# Instrucción 1
Copia al pie de la letra el pasaje del texto sobre los aspirantes oficialistas que empieza con "Por Darwin Feliz" y sigue hasta "la vieja política.", ambos incluidos.
# Instrucción 2
Escribe la continuación del texto sobre los aspirantes oficialistas a partir de su última oración.

# Texto proporcionado
Por Darwin Feliz Matos
La creencia de que «desde el poder se gana como quiera y con quien sea» ha impulsado a muchos funcionarios y dirigentes oficialistas a una carrera anticipada hacia las próximas elecciones. Sin embargo, varios de estos aspirantes no han renovado sus compromisos con las bases ni con la dirigencia media del partido, buscando el favor popular solo con promesas futuras, ignorando la empatía que exige el liderazgo político.
Este sector del electorado, aunque silente, espera el momento de «pasar factura» por los esfuerzos y sacrificios realizados en tiempos de oposición. La asistencia a las reuniones de estos aspirantes a menudo responde a la esperanza de que se salde una deuda histórica, una que el cambio de partido no ha cubierto, pues el modelo de gobierno actual, en muchos aspectos, repite los vicios de la vieja política.
Uno de los principales cuestionamientos hacia varios funcionarios es su falta de accesibilidad y sensibilidad. Se han vuelto figuras inalcanzables, ignorando llamadas y mensajes, y repitiendo las mismas promesas hechas desde la oposición: “cuando lleguemos, cambiaré tu vida, tendrás tu casa, mejorarán tus ingresos y tu futuro”. Promesas que, con el poder en sus manos, aún no se han materializado.

# Registros proporcionados
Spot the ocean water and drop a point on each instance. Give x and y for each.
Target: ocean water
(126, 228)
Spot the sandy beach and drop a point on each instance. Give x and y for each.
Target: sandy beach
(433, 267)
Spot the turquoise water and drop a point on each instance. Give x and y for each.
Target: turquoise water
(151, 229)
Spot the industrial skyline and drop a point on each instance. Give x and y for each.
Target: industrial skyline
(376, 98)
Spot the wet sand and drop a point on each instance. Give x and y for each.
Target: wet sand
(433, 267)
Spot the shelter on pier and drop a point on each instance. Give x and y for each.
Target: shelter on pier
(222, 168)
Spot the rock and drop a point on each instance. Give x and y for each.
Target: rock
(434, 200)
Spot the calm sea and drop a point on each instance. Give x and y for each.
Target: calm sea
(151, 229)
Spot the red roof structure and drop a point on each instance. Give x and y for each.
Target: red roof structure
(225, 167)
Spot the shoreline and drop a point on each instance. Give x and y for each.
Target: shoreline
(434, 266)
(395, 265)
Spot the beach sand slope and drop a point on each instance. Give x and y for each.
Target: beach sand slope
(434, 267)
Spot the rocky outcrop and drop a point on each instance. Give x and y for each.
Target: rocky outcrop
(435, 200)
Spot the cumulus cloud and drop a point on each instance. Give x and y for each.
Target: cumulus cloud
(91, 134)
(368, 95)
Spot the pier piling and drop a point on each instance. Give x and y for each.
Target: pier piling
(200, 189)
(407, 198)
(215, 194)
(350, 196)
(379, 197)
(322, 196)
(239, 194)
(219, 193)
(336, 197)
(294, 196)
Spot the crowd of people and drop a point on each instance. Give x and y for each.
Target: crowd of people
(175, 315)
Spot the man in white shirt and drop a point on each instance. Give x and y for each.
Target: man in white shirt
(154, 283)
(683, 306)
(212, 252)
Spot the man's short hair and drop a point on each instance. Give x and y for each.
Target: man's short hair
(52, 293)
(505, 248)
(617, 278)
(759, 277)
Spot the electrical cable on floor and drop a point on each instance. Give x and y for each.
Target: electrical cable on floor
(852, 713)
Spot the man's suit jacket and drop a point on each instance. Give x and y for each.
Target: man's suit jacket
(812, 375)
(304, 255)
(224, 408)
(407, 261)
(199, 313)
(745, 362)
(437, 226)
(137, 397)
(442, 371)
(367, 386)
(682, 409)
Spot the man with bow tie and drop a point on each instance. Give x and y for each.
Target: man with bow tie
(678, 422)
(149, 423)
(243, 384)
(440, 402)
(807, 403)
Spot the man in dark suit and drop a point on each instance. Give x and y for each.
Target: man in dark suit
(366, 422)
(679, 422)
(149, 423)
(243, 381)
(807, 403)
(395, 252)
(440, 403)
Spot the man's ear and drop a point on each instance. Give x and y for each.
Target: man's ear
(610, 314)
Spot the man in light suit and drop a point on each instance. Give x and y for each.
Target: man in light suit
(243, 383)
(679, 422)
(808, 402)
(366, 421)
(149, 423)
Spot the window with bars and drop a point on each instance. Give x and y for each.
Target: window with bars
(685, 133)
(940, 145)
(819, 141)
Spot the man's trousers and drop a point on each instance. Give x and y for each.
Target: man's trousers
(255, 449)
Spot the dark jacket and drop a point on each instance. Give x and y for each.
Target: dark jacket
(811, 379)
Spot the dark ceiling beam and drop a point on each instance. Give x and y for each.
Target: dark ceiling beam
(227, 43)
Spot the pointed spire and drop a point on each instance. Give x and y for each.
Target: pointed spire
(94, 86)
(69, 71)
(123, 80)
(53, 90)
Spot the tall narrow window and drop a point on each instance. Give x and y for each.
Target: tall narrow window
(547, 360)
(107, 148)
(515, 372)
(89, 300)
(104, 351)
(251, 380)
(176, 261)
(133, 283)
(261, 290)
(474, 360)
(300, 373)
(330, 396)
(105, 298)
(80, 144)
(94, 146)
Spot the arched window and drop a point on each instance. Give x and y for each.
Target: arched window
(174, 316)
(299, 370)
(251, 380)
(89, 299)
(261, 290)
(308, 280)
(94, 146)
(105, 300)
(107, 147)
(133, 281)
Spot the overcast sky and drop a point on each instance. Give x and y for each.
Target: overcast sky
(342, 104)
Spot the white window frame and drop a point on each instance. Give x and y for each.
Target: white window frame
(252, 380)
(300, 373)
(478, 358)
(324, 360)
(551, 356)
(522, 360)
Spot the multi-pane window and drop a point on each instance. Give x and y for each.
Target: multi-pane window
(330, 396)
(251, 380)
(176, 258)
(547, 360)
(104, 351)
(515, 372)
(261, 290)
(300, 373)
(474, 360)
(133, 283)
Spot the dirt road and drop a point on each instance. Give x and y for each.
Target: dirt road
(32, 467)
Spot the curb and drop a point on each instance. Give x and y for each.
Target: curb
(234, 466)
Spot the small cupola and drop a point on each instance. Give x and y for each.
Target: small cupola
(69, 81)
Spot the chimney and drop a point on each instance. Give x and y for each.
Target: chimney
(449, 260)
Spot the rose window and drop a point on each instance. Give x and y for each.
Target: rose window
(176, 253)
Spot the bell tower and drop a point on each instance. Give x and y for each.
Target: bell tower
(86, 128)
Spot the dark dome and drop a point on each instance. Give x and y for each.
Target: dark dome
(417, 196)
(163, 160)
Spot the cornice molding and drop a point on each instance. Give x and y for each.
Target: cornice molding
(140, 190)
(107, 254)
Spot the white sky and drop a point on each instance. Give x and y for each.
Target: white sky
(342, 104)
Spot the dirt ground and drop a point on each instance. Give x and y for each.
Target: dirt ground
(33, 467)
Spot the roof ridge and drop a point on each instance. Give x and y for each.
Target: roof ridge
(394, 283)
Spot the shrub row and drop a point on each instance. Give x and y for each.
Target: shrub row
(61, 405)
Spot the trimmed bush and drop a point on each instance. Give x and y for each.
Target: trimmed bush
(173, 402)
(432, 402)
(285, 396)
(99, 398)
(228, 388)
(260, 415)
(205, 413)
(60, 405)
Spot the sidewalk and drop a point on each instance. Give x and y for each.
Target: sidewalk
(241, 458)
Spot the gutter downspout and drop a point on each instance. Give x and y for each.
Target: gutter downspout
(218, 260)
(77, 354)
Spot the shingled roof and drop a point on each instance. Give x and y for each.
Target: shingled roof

# Respuesta 1
Por Darwin Feliz Matos
La creencia de que «desde el poder se gana como quiera y con quien sea» ha impulsado a muchos funcionarios y dirigentes oficialistas a una carrera anticipada hacia las próximas elecciones. Sin embargo, varios de estos aspirantes no han renovado sus compromisos con las bases ni con la dirigencia media del partido, buscando el favor popular solo con promesas futuras, ignorando la empatía que exige el liderazgo político.
Este sector del electorado, aunque silente, espera el momento de «pasar factura» por los esfuerzos y sacrificios realizados en tiempos de oposición. La asistencia a las reuniones de estos aspirantes a menudo responde a la esperanza de que se salde una deuda histórica, una que el cambio de partido no ha cubierto, pues el modelo de gobierno actual, en muchos aspectos, repite los vicios de la vieja política.

# Respuesta 2
Muchos de ellos viven en una burbuja, desconectados de la realidad de las bases. Creen que el pueblo aún se rige por el ingenuo intercambio de «oro por espejitos», sin comprender que el electorado ha madurado políticamente y ahora exige hechos concretos, no ilusiones recicladas.
Sería prudente que estos aspirantes reconozcan y se acerquen a aquellos «compañeritos» que, durante años, se entregaron a la causa partidaria, enfrentando estructuras fácticas y sacrificando su estabilidad económica, salud y esperanza. Muchos de ellos hoy viven la frustración y la decepción, arrastrando enfermedades, pobreza y un profundo sentimiento de abandono. Ahora, tras cinco años de gestión, se les pide que vuelvan a creer, aferrándose a la esperanza de un liderazgo renovado, no a quienes buscan perpetuar un modelo de poder divorciado de las bases.
Peor aún, hay quienes, desde cargos institucionales, presionan a sus colaboradores para que apoyen sus aspiraciones, con la amenaza velada de degradación. Esta práctica inadmisible socava la democracia interna y genera un clima de temor y desmotivación, ante la mirada indiferente de autoridades institucionales que preferían evadir el conflicto antes que corregir el rumbo.
Afortunadamente, el presidente Luis Abinader atendió con seriedad esta situación y ordenó suspender la campaña prematura. El mandatario comprende que el éxito de su gestión no depende solo de indicadores macroeconómicos, sino también de la confianza y el respaldo de esas bases que lo llevaron al poder.
Es momento de reconocer que la «zapata» del partido no puede seguir siendo ignorada. Solo renovando los vínculos con la dirigencia media y con el pueblo se podrá construir un futuro sostenible para el proyecto político oficialista.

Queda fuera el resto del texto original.